Provided data:
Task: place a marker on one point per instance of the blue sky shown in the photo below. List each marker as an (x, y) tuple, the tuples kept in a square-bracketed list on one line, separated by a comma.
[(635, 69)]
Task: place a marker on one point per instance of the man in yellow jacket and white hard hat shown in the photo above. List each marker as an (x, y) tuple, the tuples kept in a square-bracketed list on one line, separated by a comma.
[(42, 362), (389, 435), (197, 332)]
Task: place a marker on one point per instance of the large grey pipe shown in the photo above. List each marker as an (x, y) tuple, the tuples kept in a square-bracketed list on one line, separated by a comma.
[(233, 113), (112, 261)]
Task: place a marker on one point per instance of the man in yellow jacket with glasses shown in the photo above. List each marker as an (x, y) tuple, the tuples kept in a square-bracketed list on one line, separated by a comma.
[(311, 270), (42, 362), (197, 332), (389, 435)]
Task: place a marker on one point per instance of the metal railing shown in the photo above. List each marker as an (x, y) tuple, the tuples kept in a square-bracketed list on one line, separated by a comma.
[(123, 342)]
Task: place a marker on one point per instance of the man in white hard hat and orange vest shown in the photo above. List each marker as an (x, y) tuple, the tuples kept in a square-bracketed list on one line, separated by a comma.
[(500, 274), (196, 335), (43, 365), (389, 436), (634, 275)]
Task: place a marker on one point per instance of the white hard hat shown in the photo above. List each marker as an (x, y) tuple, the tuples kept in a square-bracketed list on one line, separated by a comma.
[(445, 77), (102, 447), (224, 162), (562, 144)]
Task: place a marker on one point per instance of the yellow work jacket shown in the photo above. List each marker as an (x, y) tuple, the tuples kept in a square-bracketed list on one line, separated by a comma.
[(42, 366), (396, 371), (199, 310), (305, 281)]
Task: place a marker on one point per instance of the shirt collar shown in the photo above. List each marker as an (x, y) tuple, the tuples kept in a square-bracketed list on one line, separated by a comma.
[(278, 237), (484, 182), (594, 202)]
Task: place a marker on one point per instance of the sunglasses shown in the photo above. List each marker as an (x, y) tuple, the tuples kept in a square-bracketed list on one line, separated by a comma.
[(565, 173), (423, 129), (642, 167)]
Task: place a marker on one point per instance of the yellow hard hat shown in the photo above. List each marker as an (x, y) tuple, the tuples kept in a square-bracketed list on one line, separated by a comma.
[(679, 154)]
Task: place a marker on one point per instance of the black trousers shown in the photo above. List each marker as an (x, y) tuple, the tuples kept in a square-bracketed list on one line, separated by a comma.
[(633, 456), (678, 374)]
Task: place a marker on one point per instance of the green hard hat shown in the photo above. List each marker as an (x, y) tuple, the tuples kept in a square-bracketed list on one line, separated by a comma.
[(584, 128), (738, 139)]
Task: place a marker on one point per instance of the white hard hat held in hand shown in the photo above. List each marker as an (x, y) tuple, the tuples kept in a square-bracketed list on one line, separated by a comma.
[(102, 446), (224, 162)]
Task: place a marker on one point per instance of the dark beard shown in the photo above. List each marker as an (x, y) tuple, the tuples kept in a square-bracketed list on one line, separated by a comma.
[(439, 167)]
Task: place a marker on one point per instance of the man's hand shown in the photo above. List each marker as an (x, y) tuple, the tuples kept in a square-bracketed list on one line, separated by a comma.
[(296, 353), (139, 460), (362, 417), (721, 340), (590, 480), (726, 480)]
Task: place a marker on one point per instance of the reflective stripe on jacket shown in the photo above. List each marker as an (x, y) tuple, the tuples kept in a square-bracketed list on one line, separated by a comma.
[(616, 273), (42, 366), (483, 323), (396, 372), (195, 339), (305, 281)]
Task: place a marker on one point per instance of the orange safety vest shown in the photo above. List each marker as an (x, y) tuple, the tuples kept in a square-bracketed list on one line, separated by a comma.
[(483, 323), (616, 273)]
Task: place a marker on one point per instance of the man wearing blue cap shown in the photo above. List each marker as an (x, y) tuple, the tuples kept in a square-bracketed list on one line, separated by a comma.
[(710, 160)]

Work required: What you give back should be the full listing, copied exactly.

Written solution:
Task: place a marker on one point per instance of the blue sky shown in the photo below. List each marker as an (x, y) tuple, the tuples kept in a square-bracketed list on one line, separated by a comma.
[(635, 69)]
Task: place a marker on one point per instance of the man in yellow jacket and white hard hat shown in the photo above. List each marker as an (x, y) tuple, the tuples kept in a square-bracketed list on one line, separated by a comma.
[(42, 362), (389, 435), (197, 332)]
Task: place a marker on one point per instance of the large grey pipe shown in the photo above. List each marker as an (x, y) tuple, the tuples kept in a square-bracketed list on one line, separated by a comma.
[(233, 113), (112, 261)]
Task: place a marker on one point per instance of the man in yellow jacket with glasses shown in the photo above. List each marker as an (x, y) tuple, the tuples kept in a square-bracketed list on one line, separated by a comma.
[(311, 270), (42, 362), (197, 332), (389, 435)]
Task: place a marker on one point per instance of the metal railing shown in the photo above. List each marker as an (x, y) tuple, the tuples kept in a square-bracketed list on one line, separated by a comma.
[(123, 342)]
Task: place a marker on one point per instance of the man in white hard hat and orange vest shown in the photo above. List each marker as an (x, y) tuple, the tuples kept in a square-bracketed list on one line, separated by a comma.
[(500, 274), (196, 335), (43, 365), (389, 436), (634, 275)]
Task: place a marker on one point per instance of the white hard hat shown in the photo above. List each marker as an (x, y) tuple, the tuples kept in a square-bracketed list on one line, separated by a comma.
[(445, 77), (102, 447), (224, 162), (562, 144)]
Task: place a marker on one point per instance of the yellow work jacket shown in the photo above. List each marker as an (x, y) tuple, the tuples kept in a square-bracketed list on one line, separated by a comma.
[(42, 366), (396, 371), (199, 310), (305, 281)]
Task: place a marker on one point per instance of the shirt collar shown in the photo above. List each marker as an (x, y) tuple, the tuples kept in a square-bracketed list on one line, separated by a comma.
[(278, 237), (484, 182), (594, 202)]
Task: place a marker on one point per instance of the sunglasses shown in the photo above. List each marker as an (x, y) tuple, the tuples kept in a square-bracketed list on one line, separated by a comma.
[(565, 173), (423, 129), (642, 167)]
Task: place a marker on one point per instance of the yellow hard hat shown in the photo above. List each marker as an (x, y) tuple, the tuples kept in a square-bracketed list on one line, separated by a comma.
[(679, 154)]
Task: place a marker on one point per instance of the black trousers shown in the photo above. List each marker as an (x, y) tuple, the tuples kept in a square-bracketed list on one line, separated by a comma.
[(633, 456), (678, 374)]
Task: place a marker on one point per instance of the green hard hat shown in the photo above. List each marker as an (x, y) tuple, the tuples kept in a square-bracketed list on one line, separated by a comma.
[(584, 128), (738, 139)]
Task: place a marker on one point per instance of the white hard hat held in hand shown in the photo above. List each marker as an (x, y) tuple, the tuples kept in a square-bracketed list on one line, separated by a comma.
[(102, 446), (224, 162)]
Task: place a marker on one point per instance of the dark beard shown in the photo above. List each marker as an (x, y) tuple, the tuples kept in a square-bracketed list on one line, separated by a comma.
[(439, 167)]
Task: place a marker on one point per instance of the man's hand shown in the photo above. List each marker as an (x, y) tuple, the tuples kept in a square-bracketed list on one line, separated by a comma.
[(296, 353), (139, 460), (362, 417), (721, 340), (590, 480), (726, 480)]
Task: place a marker on one point per instance of the reflective stripe on jacket shown in the photo above. List each marker as an (x, y) tuple, the tuples kept in a square-bracketed list on one line, separated by a comma.
[(616, 273), (42, 366), (483, 323), (396, 372), (195, 339), (305, 281)]
Task: place a marker on one point per instance of the orange safety vest shown in the photo above. List each marker as an (x, y) tuple, the tuples kept in a square-bracketed list on one line, separated by a comma.
[(483, 323), (616, 273)]
Task: place a marker on one point per instance of the man wearing blue cap shown in the photo above. List each marker as an (x, y) tuple, the tuples kept in a square-bracketed list on one line, separated by a comma.
[(710, 160)]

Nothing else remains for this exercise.